*** TEXT UNDER STUDY ***

> ## Documentation Index
> Fetch the complete documentation index at: https://docs.neuraltrust.ai/llms.txt
> Use this file to discover all available pages before exploring further.

# Overview

`KnowledgeBase` is a collection of documents that are used to generate test cases for a specific domain or task. Usually refered as the Vector Database for retrieval augmented generation (RAG).

This documents are grouped by topics, if not defined the `KnowledgeBase` will generate automatically the topics.

## Connectors

### AzureKnowledgeBase

Leverages **Azure Cognitive Search** and is best suited for:

* Cloud-based document indexing and storage
* Full-text search with advanced filtering and ranking
* Integration with Microsoft’s AI-powered search stack

### Neo4jKnowledgeBase

Built on **Neo4j**, this connector excels at:

* Handling complex document relationships
* Graph-based querying and clustering
* Constructing dynamic knowledge graphs

### PostgresKnowledgeBase

Leverages **Postgres** with **pgvector** and is best suited for:

* Full-text search with advanced filtering and ranking
* Graph-based querying and clustering

### InMemoryKnowledgeBase

A minimal, no-dependency implementation designed for:

* Prototyping and local testing
* Lightweight, quick-start environments
* Small-scale document classification

## Topic Creation Process

The topic creation pipeline groups unlabeled documents into coherent topics using embeddings, dimensionality reduction, clustering, and LLM-based summarization.

<Note>This process is triggered when no predefined (seed) topics are provided.</Note>

1. **Document Retrieval**
   * Pulls all documents from Azure Cognitive Search using the mapped `id` and `content` fields.
   * Filters out empty or whitespace-only content.

2. **Embedding Generation**
   * Applies an embedding model to each document’s content (truncated to `3 * max_tokens`).
   * Produces high-dimensional semantic vectors for clustering.

3. **Dimensionality Reduction**
   * Uses **UMAP** to reduce embedding vectors to a lower-dimensional space for clustering.
   * Parameters such as `n_neighbors`, `n_components`, and initialization strategy are tuned based on document count.

4. **Topic Clustering**
   * Runs **HDBSCAN** over the reduced vectors to group documents into topic clusters.
   * Noise and outliers are discarded (`label = -1`).

5. **LLM-based Topic Naming**
   * For each valid topic cluster, generates a name using a language target.
   * Uses up to `max_docs` samples per topic and truncates each sample to `max_doc_length`.

6. **Return Structure**
   * Returns:
     * A dictionary mapping topic names to associated documents.
     * A flat list of all topic names.
     * A flat list of all processed documents.

*** End of TEXT UNDER STUDY ***
*** LISTED ENTRIES ***

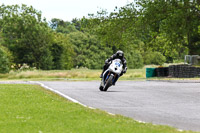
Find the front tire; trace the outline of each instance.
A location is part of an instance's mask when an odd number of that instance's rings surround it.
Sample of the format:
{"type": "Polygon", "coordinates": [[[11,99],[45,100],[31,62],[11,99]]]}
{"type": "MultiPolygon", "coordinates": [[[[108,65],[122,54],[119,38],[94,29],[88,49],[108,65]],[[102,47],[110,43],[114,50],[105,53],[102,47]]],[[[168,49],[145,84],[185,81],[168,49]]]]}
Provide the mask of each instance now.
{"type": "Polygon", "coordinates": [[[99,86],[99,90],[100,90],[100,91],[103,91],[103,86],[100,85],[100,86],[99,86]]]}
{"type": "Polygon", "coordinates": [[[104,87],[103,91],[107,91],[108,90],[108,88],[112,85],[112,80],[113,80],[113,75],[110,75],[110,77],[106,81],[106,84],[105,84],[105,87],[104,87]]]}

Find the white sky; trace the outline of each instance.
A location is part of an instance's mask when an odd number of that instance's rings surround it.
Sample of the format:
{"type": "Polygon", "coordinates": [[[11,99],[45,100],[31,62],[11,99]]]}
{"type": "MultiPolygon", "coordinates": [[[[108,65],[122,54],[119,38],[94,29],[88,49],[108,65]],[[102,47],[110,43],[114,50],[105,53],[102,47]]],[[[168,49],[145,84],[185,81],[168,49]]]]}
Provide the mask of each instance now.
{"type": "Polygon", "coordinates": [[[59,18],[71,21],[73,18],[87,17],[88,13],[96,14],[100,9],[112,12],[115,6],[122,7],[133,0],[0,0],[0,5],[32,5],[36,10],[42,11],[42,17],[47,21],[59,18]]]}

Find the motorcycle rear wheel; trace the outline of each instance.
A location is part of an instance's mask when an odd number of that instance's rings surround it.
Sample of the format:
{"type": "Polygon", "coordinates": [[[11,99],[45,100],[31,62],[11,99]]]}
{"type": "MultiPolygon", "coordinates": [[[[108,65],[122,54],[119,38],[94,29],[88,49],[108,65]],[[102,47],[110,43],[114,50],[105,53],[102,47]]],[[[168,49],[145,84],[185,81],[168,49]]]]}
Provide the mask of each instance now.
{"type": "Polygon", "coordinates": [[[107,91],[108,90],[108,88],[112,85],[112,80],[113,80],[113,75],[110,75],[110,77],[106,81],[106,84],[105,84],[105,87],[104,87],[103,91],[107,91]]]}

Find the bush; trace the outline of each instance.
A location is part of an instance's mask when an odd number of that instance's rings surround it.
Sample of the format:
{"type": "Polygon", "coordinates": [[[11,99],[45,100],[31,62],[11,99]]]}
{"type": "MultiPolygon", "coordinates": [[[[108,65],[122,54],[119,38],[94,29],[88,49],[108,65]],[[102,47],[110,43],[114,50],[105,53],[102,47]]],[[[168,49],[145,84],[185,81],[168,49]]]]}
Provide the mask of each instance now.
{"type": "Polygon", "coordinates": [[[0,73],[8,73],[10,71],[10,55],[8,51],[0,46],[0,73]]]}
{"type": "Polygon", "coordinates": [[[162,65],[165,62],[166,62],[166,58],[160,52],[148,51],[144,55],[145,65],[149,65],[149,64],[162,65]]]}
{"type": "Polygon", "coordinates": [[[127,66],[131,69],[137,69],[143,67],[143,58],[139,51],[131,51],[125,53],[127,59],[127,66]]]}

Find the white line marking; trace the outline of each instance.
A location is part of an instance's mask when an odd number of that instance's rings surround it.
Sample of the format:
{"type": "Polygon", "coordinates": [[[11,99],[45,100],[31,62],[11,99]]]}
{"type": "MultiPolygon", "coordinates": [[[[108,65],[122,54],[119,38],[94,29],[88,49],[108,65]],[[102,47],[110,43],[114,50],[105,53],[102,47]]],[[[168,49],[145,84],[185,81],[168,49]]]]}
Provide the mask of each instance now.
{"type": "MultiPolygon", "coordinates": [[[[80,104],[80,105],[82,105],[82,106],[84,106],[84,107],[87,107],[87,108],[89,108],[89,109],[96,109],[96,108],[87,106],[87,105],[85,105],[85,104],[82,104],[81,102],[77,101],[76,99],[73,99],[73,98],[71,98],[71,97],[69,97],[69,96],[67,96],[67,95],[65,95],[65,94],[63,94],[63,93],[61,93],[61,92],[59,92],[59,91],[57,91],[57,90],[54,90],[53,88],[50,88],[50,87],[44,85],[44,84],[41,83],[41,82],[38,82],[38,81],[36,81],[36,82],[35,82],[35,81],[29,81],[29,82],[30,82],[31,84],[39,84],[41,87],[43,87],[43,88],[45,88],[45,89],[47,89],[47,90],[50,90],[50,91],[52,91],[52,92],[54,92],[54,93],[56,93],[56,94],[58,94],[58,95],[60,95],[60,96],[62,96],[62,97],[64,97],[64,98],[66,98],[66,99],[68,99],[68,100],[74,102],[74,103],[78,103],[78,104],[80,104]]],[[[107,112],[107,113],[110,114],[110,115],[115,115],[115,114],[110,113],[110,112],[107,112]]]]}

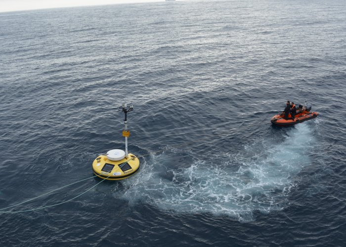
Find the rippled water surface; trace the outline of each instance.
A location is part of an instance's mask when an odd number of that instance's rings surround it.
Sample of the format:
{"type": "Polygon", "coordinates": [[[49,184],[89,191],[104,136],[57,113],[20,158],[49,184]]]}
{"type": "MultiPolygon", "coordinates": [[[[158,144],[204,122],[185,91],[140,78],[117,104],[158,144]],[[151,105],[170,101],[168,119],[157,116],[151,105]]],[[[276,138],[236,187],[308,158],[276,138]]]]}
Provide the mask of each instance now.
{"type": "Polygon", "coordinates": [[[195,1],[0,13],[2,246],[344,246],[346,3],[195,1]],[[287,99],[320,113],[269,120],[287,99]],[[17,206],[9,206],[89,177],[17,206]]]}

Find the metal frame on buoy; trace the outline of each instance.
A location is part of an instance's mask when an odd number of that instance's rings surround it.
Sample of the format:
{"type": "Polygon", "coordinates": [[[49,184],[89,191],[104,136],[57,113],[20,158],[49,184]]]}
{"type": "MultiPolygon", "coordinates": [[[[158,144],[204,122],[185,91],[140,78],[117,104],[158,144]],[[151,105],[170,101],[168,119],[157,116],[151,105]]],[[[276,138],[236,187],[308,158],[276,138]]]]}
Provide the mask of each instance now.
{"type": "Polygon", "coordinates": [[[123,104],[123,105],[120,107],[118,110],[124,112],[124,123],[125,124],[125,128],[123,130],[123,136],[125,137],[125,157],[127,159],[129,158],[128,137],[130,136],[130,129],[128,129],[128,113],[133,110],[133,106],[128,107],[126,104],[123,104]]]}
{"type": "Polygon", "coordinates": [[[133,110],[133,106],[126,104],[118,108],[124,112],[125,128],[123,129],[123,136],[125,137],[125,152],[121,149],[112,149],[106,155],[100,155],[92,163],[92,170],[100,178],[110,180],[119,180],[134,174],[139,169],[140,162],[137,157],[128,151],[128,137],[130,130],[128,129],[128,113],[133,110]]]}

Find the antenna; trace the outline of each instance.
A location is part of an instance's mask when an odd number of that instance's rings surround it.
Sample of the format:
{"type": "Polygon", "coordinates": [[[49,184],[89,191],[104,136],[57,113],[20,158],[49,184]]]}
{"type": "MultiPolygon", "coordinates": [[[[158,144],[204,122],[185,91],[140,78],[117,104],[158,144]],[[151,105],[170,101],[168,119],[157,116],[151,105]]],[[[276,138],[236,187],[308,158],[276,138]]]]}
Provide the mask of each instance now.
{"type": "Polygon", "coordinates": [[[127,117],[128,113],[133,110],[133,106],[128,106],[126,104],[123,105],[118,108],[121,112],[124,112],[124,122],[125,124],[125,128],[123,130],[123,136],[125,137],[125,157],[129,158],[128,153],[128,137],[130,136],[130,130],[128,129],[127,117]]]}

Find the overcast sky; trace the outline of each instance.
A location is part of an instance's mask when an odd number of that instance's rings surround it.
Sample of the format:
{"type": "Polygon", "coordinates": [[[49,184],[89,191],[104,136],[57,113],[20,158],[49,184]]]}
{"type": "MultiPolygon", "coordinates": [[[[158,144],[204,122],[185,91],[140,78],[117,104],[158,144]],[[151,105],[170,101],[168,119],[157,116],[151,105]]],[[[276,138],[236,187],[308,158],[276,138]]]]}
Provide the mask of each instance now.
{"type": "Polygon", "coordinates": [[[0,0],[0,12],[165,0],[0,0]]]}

*** End of LISTED ENTRIES ***
*** LISTED ENTRIES ***

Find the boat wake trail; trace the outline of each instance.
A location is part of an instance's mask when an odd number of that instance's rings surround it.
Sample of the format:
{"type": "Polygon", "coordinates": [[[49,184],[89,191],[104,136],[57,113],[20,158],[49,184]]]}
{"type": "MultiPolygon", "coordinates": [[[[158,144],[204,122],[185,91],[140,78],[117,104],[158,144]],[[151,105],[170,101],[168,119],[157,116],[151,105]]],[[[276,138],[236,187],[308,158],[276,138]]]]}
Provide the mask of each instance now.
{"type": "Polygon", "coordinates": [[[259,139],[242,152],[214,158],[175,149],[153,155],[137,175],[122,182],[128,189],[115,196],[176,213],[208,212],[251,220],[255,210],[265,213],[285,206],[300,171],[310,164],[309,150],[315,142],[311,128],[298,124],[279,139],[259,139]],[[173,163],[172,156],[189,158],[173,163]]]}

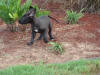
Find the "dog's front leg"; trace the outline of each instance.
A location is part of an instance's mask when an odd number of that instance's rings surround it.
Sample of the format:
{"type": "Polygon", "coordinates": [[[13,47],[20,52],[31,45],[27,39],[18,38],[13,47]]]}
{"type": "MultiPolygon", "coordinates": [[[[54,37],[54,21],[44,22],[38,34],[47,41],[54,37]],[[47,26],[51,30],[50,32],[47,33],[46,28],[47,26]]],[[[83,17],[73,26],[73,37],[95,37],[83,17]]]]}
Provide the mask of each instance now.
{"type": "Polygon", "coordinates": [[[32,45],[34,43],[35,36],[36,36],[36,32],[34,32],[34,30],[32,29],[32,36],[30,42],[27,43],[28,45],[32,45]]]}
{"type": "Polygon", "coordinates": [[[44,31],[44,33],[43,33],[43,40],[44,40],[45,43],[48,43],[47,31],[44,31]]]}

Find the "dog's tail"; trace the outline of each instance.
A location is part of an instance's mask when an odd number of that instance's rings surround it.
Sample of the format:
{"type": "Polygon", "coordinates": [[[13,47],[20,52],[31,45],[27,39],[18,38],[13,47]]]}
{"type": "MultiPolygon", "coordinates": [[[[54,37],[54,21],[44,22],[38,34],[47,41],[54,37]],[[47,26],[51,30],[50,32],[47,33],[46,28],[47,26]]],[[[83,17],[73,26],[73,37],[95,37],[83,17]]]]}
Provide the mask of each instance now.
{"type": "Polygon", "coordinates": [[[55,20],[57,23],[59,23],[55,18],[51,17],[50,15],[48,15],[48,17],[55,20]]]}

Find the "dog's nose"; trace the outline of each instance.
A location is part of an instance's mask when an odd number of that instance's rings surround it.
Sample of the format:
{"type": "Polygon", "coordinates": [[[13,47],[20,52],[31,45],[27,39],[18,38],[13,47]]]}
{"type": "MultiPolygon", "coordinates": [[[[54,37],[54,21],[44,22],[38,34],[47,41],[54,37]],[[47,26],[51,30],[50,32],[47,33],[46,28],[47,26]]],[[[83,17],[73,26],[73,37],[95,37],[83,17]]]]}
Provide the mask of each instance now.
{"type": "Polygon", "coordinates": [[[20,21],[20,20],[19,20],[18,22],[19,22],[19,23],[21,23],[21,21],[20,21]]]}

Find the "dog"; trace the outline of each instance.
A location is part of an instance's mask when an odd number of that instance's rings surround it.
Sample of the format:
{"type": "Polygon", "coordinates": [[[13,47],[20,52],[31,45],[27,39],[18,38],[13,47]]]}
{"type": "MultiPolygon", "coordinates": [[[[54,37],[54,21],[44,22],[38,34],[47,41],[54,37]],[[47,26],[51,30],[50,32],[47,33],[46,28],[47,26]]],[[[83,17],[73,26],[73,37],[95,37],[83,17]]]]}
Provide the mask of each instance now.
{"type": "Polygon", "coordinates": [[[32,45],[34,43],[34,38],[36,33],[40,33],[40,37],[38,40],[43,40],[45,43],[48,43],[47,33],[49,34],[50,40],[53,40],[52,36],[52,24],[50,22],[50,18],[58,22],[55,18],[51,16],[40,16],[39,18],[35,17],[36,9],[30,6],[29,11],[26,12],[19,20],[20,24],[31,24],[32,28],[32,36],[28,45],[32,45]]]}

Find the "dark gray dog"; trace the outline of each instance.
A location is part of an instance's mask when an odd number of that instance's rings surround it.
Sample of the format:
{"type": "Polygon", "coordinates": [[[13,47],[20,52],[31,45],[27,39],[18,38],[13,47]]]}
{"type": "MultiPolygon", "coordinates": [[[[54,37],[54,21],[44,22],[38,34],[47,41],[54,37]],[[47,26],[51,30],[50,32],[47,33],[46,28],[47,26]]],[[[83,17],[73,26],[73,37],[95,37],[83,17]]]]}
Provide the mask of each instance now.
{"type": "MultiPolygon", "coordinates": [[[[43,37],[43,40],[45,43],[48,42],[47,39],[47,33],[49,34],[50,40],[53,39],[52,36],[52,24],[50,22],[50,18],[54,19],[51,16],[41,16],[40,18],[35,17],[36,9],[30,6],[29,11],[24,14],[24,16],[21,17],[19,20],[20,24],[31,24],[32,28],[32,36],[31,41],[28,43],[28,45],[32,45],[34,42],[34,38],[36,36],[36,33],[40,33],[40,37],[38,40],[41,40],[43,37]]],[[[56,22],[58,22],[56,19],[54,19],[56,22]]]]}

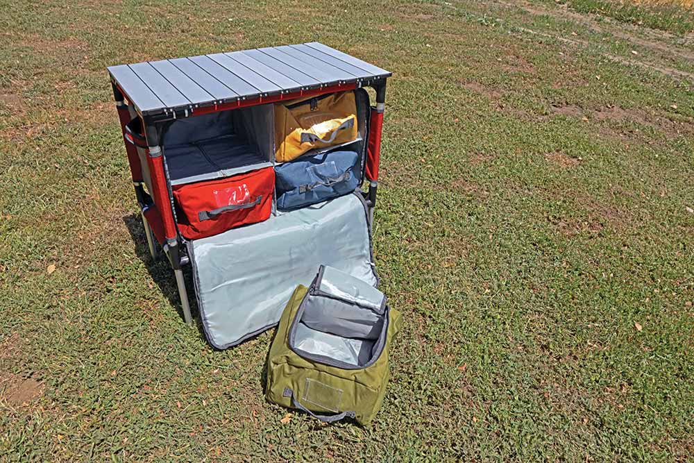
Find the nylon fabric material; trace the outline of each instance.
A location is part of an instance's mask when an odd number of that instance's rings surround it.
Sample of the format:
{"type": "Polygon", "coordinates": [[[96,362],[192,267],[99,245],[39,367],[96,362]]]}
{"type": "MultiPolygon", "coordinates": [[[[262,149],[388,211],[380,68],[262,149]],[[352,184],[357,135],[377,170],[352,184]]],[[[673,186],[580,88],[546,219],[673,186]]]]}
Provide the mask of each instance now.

*** End of LISTED ENTRIES ***

- [TASKS]:
A: Using the KnowledgeBase overview, decide whether each statement agrees with it: (i) the InMemoryKnowledgeBase has no dependencies; (ii) the topic creation process runs even when seed topics are provided; (iii) noise and outliers are kept as a separate topic. Answer yes or no for each and quote the words of the text that settle it.
B: Reproduce word for word the passage of the KnowledgeBase overview starting at "2. **Embedding Generation**" and ending at "a language target.".

- [RESULTS OF THE TASKS]:
A:
(i) Yes: "A minimal, no-dependency implementation"
(ii) No: "This process is triggered when no predefined (seed) topics are provided."
(iii) No: "Noise and outliers are discarded"

B:
2. **Embedding Generation**
   * Applies an embedding model to each document’s content (truncated to `3 * max_tokens`).
   * Produces high-dimensional semantic vectors for clustering.

3. **Dimensionality Reduction**
   * Uses **UMAP** to reduce embedding vectors to a lower-dimensional space for clustering.
   * Parameters such as `n_neighbors`, `n_components`, and initialization strategy are tuned based on document count.

4. **Topic Clustering**
   * Runs **HDBSCAN** over the reduced vectors to group documents into topic clusters.
   * Noise and outliers are discarded (`label = -1`).

5. **LLM-based Topic Naming**
   * For each valid topic cluster, generates a name using a language target.